** Text provided **
Press Release from the Tennessee Association for Justice, April 4, 2011:
Non-Economic Damages to be Capped in ALL Tennessee Civil Cases, Goes Further than Surrounding States
Nashville— As a guest on This Week with Bob Mueller, Lieutenant Governor Ron Ramsey misspoke by stating that HB 2008 only contained caps on punitive damages and that Tennessee was following the example of Texas who passed caps in 2003. Both of his statements are incorrect.
In fact, the current bill places a $750,000 cap on non-economic damages in all civil cases, going much further than Texas and other states surrounding Tennessee. Some states have no non-economic damage cap, others, including Texas, only limit non-economic damages in medical malpractice cases. Mississippi has a $1 million non-economic cap on all civil cases.
“This legislation caps non-economic damages in all tort cases including tractor-trailer accidents, incidents of nursing home neglect and product safety actions, not just medical malpractice,” stated Phillip Miller, President, Tennessee Association for Justice. “Unfortunately, if this bill passes, the matter will be taken out of the hands of Tennessee juries, regardless of the facts and no matter how grievous the injuries.”
Capped at $750,000 in HB 2008, non-economic damage awards compensate for real injuries and losses that are not easily measured by a dollar amount such as permanent disability, physical disfigurement, loss of a limb, loss of mobility, loss of the enjoyment of life, pain and suffering, and emotional distress. Caps on non-economic damages are unfair and discriminate against individuals who have little to no income, such as women or men who work inside the home, children, the disabled, and the elderly. Caps arbitrarily limit damages in cases where the injuries are the most severe and often where the conduct is the most reprehensible.
Punitive damages will be capped at two times the total of economic and non-economic damages, or $500,000, whichever is greater. A jury awards punitive damages to punish or deter wrongful conduct where the defendant has acted intentionally, recklessly or maliciously. Punitive damages are rarely awarded in Tennessee.
“We trust our fellow Tennesseans in the ballot box,” said Miller. “We should continue to trust them in the jury box.”
The Tennessee Association for Justice advocates for accountability and the constitutional rights of all citizens and works to protect civil justice in Tennessee.

[Stored data]
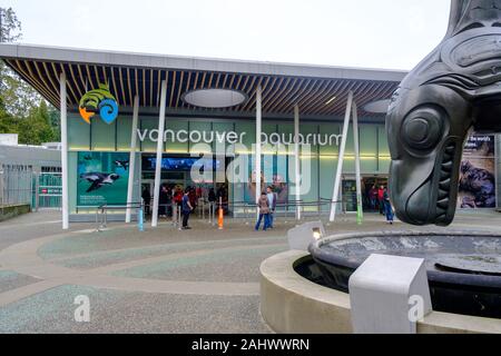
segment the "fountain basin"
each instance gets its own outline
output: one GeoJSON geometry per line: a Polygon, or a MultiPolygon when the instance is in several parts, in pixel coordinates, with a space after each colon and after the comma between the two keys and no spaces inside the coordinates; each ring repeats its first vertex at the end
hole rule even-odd
{"type": "MultiPolygon", "coordinates": [[[[366,233],[310,246],[315,283],[348,293],[348,279],[372,254],[424,258],[433,310],[501,318],[501,236],[485,233],[366,233]]],[[[307,277],[307,276],[306,276],[307,277]]]]}
{"type": "MultiPolygon", "coordinates": [[[[259,269],[259,310],[274,332],[353,333],[350,295],[312,281],[322,277],[310,254],[298,250],[282,253],[263,261],[259,269]]],[[[492,333],[501,334],[500,319],[432,312],[424,320],[418,322],[418,334],[492,333]]]]}

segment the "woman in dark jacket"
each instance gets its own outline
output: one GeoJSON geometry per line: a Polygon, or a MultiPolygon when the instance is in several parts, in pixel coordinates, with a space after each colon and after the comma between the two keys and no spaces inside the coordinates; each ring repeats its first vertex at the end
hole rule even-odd
{"type": "Polygon", "coordinates": [[[257,208],[259,209],[259,218],[257,219],[256,224],[256,231],[259,230],[261,221],[264,218],[264,226],[263,230],[266,231],[269,228],[269,201],[268,197],[266,196],[266,191],[263,191],[261,194],[259,200],[257,201],[257,208]]]}
{"type": "Polygon", "coordinates": [[[164,218],[167,216],[167,204],[169,201],[169,197],[167,194],[167,188],[161,186],[160,196],[158,198],[158,216],[164,218]]]}

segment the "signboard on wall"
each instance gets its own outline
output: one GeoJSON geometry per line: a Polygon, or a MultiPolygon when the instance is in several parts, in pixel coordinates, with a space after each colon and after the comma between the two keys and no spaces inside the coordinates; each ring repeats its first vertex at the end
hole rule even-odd
{"type": "Polygon", "coordinates": [[[461,162],[458,207],[495,208],[494,136],[471,136],[461,162]]]}
{"type": "Polygon", "coordinates": [[[124,205],[128,180],[129,154],[78,152],[78,206],[124,205]]]}

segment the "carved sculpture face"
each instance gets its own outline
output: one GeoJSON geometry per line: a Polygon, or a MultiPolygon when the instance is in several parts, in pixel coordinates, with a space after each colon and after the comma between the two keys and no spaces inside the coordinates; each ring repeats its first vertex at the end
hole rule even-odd
{"type": "Polygon", "coordinates": [[[469,112],[465,101],[446,88],[401,88],[395,93],[386,125],[392,154],[390,196],[401,220],[452,222],[461,154],[471,126],[469,112]]]}
{"type": "Polygon", "coordinates": [[[448,36],[401,83],[386,131],[390,197],[413,225],[450,225],[468,134],[501,130],[501,0],[453,0],[448,36]]]}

** Exercise tasks **
- a) Do these statements agree with the press release? Answer yes or no for each, and quote the words from the press release that decide it. (i) The bill puts a $750,000 cap on non-economic damages in all civil cases. (ii) Texas limits non-economic damages in all civil cases. (iii) Punitive damages are often awarded in Tennessee.
- b) Can you duplicate the part of the press release that opens with the words containing "Punitive damages will" and closes with "awarded in Tennessee."?
The listing comes from a separate source.

** Solutions below **
- a)
(i) Yes: "the current bill places a $750,000 cap on non-economic damages in all civil cases"
(ii) No: "others, including Texas, only limit non-economic damages in medical malpractice cases"
(iii) No: "Punitive damages are rarely awarded in Tennessee."

- b)
Punitive damages will be capped at two times the total of economic and non-economic damages, or $500,000, whichever is greater. A jury awards punitive damages to punish or deter wrongful conduct where the defendant has acted intentionally, recklessly or maliciously. Punitive damages are rarely awarded in Tennessee.